[Saved entries]
=== Begin Enclosure ===
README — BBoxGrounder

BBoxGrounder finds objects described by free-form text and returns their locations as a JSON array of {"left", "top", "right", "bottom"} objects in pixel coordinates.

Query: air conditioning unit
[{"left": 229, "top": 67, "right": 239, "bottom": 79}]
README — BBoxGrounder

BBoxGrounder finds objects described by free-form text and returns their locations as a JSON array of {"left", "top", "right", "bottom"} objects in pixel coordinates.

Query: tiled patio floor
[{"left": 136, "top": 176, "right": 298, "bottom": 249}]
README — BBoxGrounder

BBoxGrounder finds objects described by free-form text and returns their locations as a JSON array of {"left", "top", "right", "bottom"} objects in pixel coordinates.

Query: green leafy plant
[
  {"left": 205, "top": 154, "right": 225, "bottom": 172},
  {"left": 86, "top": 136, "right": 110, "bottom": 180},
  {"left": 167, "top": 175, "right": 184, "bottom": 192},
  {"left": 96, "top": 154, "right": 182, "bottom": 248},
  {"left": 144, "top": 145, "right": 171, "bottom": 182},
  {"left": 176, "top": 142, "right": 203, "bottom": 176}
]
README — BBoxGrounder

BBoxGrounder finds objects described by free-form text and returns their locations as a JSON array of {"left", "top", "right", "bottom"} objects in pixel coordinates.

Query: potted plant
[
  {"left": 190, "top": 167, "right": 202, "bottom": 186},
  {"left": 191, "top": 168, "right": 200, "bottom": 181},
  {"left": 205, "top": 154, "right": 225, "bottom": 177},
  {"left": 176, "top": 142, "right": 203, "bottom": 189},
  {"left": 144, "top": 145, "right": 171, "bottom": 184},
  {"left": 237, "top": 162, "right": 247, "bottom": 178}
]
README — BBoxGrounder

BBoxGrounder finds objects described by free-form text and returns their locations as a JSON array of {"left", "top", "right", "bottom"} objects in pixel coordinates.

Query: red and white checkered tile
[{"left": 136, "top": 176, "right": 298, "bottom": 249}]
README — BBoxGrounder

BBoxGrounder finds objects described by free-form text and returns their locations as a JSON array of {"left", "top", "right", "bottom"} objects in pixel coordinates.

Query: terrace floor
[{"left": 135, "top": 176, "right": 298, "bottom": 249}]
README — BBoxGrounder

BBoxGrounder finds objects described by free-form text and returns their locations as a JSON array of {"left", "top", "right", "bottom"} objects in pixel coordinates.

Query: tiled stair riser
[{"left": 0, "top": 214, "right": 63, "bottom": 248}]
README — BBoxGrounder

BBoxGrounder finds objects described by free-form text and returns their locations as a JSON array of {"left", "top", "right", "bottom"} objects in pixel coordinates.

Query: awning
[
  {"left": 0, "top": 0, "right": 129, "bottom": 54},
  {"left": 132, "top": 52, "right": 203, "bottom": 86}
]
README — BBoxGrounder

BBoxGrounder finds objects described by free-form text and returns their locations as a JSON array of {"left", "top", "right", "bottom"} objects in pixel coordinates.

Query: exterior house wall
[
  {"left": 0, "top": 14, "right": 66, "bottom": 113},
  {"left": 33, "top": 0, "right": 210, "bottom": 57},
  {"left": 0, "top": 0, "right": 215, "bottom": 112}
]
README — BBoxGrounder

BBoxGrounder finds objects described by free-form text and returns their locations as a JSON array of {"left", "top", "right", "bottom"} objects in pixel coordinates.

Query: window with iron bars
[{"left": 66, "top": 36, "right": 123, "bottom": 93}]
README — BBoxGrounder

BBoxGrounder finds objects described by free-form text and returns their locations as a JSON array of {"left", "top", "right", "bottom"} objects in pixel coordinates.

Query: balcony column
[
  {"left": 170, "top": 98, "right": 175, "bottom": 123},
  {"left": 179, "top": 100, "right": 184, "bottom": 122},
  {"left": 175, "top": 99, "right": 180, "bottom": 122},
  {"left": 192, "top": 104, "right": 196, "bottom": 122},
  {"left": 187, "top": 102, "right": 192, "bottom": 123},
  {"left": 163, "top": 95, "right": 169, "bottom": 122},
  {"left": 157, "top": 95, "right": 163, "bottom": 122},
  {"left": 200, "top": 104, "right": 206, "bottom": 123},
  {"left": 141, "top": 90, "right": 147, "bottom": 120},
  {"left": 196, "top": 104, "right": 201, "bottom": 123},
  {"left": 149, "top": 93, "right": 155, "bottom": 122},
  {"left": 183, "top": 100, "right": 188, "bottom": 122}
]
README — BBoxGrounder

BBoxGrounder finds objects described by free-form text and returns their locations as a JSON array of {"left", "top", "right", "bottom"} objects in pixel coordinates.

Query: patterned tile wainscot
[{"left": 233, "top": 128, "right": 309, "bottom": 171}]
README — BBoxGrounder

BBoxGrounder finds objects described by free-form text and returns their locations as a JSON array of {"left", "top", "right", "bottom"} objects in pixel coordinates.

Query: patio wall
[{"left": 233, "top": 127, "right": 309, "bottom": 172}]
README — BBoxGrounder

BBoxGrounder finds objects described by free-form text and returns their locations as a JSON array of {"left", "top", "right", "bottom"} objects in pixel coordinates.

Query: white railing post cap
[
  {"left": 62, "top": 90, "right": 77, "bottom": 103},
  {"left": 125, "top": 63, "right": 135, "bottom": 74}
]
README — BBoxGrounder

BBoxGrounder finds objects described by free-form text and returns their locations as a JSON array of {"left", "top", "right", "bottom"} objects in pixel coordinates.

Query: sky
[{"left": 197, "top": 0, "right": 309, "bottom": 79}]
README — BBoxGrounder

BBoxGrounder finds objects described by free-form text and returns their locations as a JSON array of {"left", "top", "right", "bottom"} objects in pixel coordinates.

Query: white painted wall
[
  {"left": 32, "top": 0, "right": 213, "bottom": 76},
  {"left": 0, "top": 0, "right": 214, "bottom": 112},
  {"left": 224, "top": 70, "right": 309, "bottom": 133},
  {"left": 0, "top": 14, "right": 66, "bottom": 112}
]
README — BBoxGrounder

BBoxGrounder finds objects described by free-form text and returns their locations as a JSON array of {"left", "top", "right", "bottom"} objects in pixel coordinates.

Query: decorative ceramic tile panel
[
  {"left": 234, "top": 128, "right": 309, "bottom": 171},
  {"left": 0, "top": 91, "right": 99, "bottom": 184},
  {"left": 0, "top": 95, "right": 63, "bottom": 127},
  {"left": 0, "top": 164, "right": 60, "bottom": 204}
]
=== End Enclosure ===
» EXERCISE OBJECTIVE
Line by line, reproduce the records above exactly.

» YOUR SOLUTION
README — BBoxGrounder

BBoxGrounder finds objects described by free-form text and returns their locations as a JSON array of {"left", "top", "right", "bottom"} objects in pixel coordinates.

Query: air conditioning unit
[{"left": 229, "top": 67, "right": 239, "bottom": 79}]
README — BBoxGrounder

BBoxGrounder finds objects described by free-form text and returns their locations as a JSON array of {"left", "top", "right", "bottom"} objects in pixel coordinates.

Query: tiled patio floor
[{"left": 136, "top": 176, "right": 298, "bottom": 249}]
README — BBoxGrounder

BBoxGrounder finds objects described by free-form text and returns their locations as a JSON array of {"left", "top", "right", "bottom"} objects in pixel coordinates.

Query: green leafy plant
[
  {"left": 205, "top": 154, "right": 225, "bottom": 172},
  {"left": 86, "top": 136, "right": 110, "bottom": 180},
  {"left": 167, "top": 175, "right": 184, "bottom": 192},
  {"left": 96, "top": 154, "right": 182, "bottom": 248},
  {"left": 144, "top": 145, "right": 171, "bottom": 182},
  {"left": 176, "top": 142, "right": 203, "bottom": 176}
]
README — BBoxGrounder

BBoxGrounder finds objects described by free-form text and returns their locations as a JSON array of {"left", "top", "right", "bottom"} objects in pixel coordinates.

Query: potted plant
[
  {"left": 190, "top": 167, "right": 202, "bottom": 186},
  {"left": 191, "top": 168, "right": 200, "bottom": 181},
  {"left": 205, "top": 154, "right": 225, "bottom": 177},
  {"left": 176, "top": 142, "right": 203, "bottom": 189},
  {"left": 144, "top": 145, "right": 171, "bottom": 184},
  {"left": 237, "top": 162, "right": 247, "bottom": 178}
]
README — BBoxGrounder

BBoxGrounder finds objects described by free-form text and returns their locations as a JSON array of {"left", "top", "right", "bottom"} objects in pixel coordinates.

Query: red and white checkered tile
[{"left": 136, "top": 176, "right": 298, "bottom": 249}]
README — BBoxGrounder

BBoxGrounder finds objects described by free-form text and returns their locations as a JSON array of {"left", "top", "right", "bottom"} objects in pixel coordinates.

Query: terrace floor
[{"left": 135, "top": 176, "right": 298, "bottom": 249}]
README — BBoxGrounder

BBoxGrounder finds objects described by free-form text and returns their locations as a JSON array of {"left", "top", "right", "bottom"} objects in pixel coordinates.

Query: tiled stair riser
[{"left": 0, "top": 214, "right": 63, "bottom": 248}]
README — BBoxGrounder

BBoxGrounder finds objects described by free-form text and returns their locations as a JSON array of {"left", "top", "right", "bottom"} objects in pixel coordinates.

Query: awning
[
  {"left": 0, "top": 0, "right": 129, "bottom": 54},
  {"left": 132, "top": 52, "right": 203, "bottom": 86}
]
README — BBoxGrounder

BBoxGrounder finds objects described by free-form text and returns their locations as a JSON array of {"left", "top", "right", "bottom"} objects in pixel coordinates.

Query: exterior house wall
[
  {"left": 0, "top": 14, "right": 66, "bottom": 113},
  {"left": 33, "top": 0, "right": 210, "bottom": 57},
  {"left": 0, "top": 0, "right": 215, "bottom": 112}
]
README — BBoxGrounder

BBoxGrounder finds objects described by free-form text and returns their locations as a JSON array of {"left", "top", "right", "bottom"} objects in pixel coordinates.

Query: window with iron bars
[{"left": 66, "top": 36, "right": 123, "bottom": 93}]
README — BBoxGrounder

BBoxGrounder finds objects described by free-form text and returns their locations as a JSON array of {"left", "top", "right", "bottom"} objects in pixel coordinates.

Query: balcony column
[
  {"left": 170, "top": 98, "right": 175, "bottom": 123},
  {"left": 179, "top": 100, "right": 184, "bottom": 122},
  {"left": 175, "top": 99, "right": 180, "bottom": 122},
  {"left": 192, "top": 104, "right": 196, "bottom": 122},
  {"left": 187, "top": 102, "right": 192, "bottom": 123},
  {"left": 163, "top": 95, "right": 169, "bottom": 122},
  {"left": 157, "top": 95, "right": 163, "bottom": 122},
  {"left": 200, "top": 104, "right": 206, "bottom": 123},
  {"left": 141, "top": 90, "right": 147, "bottom": 120},
  {"left": 196, "top": 104, "right": 201, "bottom": 123},
  {"left": 149, "top": 93, "right": 155, "bottom": 122},
  {"left": 183, "top": 100, "right": 188, "bottom": 122}
]
README — BBoxGrounder

BBoxGrounder finds objects described by free-form text and returns their locations as a JSON array of {"left", "top", "right", "bottom"} objects in pixel coordinates.

Query: patterned tile wainscot
[{"left": 233, "top": 128, "right": 309, "bottom": 171}]
README — BBoxGrounder

BBoxGrounder finds objects described by free-form text and returns their locations as a JSON array of {"left", "top", "right", "bottom"} objects in pixel coordinates.

Query: patio wall
[{"left": 233, "top": 127, "right": 309, "bottom": 172}]
README — BBoxGrounder

BBoxGrounder finds objects described by free-form text and returns their locations as a JSON array of {"left", "top", "right", "bottom"} objects in pixel coordinates.

Query: white railing post cap
[
  {"left": 62, "top": 90, "right": 77, "bottom": 103},
  {"left": 125, "top": 63, "right": 135, "bottom": 74}
]
README — BBoxGrounder

BBoxGrounder finds objects described by free-form text and returns their locations as a JSON array of {"left", "top", "right", "bottom"} objects in pixel coordinates.

Query: sky
[{"left": 197, "top": 0, "right": 309, "bottom": 79}]
README — BBoxGrounder

BBoxGrounder finds objects described by free-form text and returns their locations as a JSON array of {"left", "top", "right", "bottom"} objects in pixel coordinates.

Query: white painted wall
[
  {"left": 32, "top": 0, "right": 213, "bottom": 76},
  {"left": 0, "top": 0, "right": 214, "bottom": 112},
  {"left": 224, "top": 70, "right": 309, "bottom": 133},
  {"left": 0, "top": 14, "right": 66, "bottom": 112}
]
README — BBoxGrounder

BBoxGrounder finds objects described by free-form text and returns their locations as a JSON array of {"left", "top", "right", "bottom"} objects in pixel coordinates.

Query: decorative ceramic tile panel
[
  {"left": 234, "top": 128, "right": 309, "bottom": 171},
  {"left": 0, "top": 91, "right": 99, "bottom": 184},
  {"left": 0, "top": 95, "right": 63, "bottom": 127},
  {"left": 0, "top": 164, "right": 60, "bottom": 204}
]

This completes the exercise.